## SELECTED EXTRACT

——

Crabeater seals, Lemaire Channel, Antarctica

There is a ruddy cast to the tans of those who live in polar climes. The hue is so unlike the golden bronze of lower latitudes that just a glance will tell the tale. 'Tis true that only face and hands bear this signature, but there will be little doubt when we return of where it is that we have been. It was the icy fingers of the wind that abraded first, setting the base of red upon which the brilliant sun danced to add the after glow.

All who come here wear this badge whether their visit be short or whether they come to stay. There are few that live in this land of open spaces. Those that do are cast back to a time when human contact was limited. No cars or planes whisked neighbors to distant communities. Gatherings then were a special time with close kinship and cooperation. This day allowed us to experience that type of unity. Like the matchmaker of old we introduced the people of Palmer Station to three souls based on Petermann Island and then carried them all to greet the tiny population of Ukraine's Vernadsky Station. One felt the spirit of a Sunday picnic with food and fun and recreation.

Rounded islets, like pillows to rest our heads upon or like stepping stones across a river, led the way from Arthur Harbour to the Lemaire Channel between Booth Island and the Antarctic Peninsula. In the distance clouds poured through mountain passes spilling to the waterline where they were swallowed in the calm. Low light illuminated tall hanging blows, exhalations of humpback whales. Mother and calf plus two others, they were momentary escorts in our passage. Fractured and angular plates of thin ice parted partially to release mirror images of sharp peaked mountains and irregular glacial crevasses. Thicker floes supported crowds of golden pelaged pinnipeds, crabeater seals.

Where Charcot once moored his sailing ship in Circumcision Harbour, we anchored our kayak platform and soon the obsidian sea was decorated with splashes of yellow. On shore, the red-coats shed their skins for the air was warm when combined with the thermogenesis of muscular activity. Adélie penguins seemed content to share their space with gentoos and with edge-loving blue-eyed shags that busily built their pedestal nests higher.

The Argentine Islands were dressed in lacy skirts of snow, all raised to a perfect height of a couple of meters or so by the rise and fall of the tides. Stranded by the receding sea, limpets held tight to the rocks while noisy kelp gulls searched them down in an avian treasure hunt. Antarctic terns courted and squabbled over turf. On one rocky mound tidy Vernadsky Station stood, doors thrown open wide in welcoming congeniality.

Too soon we bid new friends farewell and began our northward journey back through lovely Lemaire and then to Palmer Station.

——

## DATA
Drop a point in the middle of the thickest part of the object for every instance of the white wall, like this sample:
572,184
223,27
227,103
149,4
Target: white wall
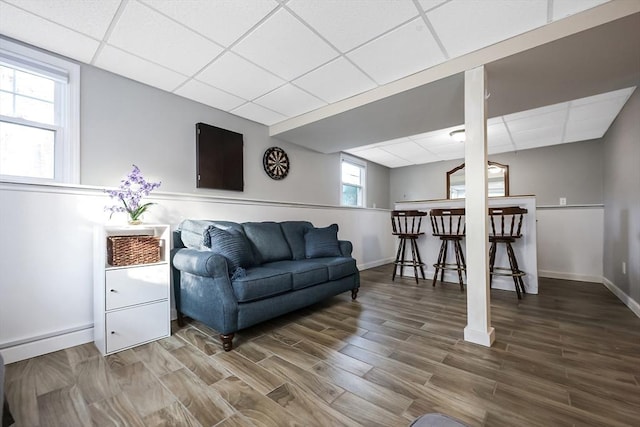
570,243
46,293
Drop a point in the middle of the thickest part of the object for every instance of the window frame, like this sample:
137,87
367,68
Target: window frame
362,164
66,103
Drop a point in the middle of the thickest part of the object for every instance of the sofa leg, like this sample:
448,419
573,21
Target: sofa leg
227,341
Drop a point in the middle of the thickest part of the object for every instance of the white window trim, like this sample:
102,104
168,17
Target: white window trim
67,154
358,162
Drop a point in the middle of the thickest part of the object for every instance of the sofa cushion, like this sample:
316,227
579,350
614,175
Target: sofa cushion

——

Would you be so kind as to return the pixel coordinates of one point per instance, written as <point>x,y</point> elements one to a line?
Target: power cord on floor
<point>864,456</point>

——

## WHAT YOU HAVE TO DO
Reproduce the Lemaire Channel passage word for word from "Crabeater seals, Lemaire" to "the after glow.".

## RESPONSE BOX
Crabeater seals, Lemaire Channel, Antarctica

There is a ruddy cast to the tans of those who live in polar climes. The hue is so unlike the golden bronze of lower latitudes that just a glance will tell the tale. 'Tis true that only face and hands bear this signature, but there will be little doubt when we return of where it is that we have been. It was the icy fingers of the wind that abraded first, setting the base of red upon which the brilliant sun danced to add the after glow.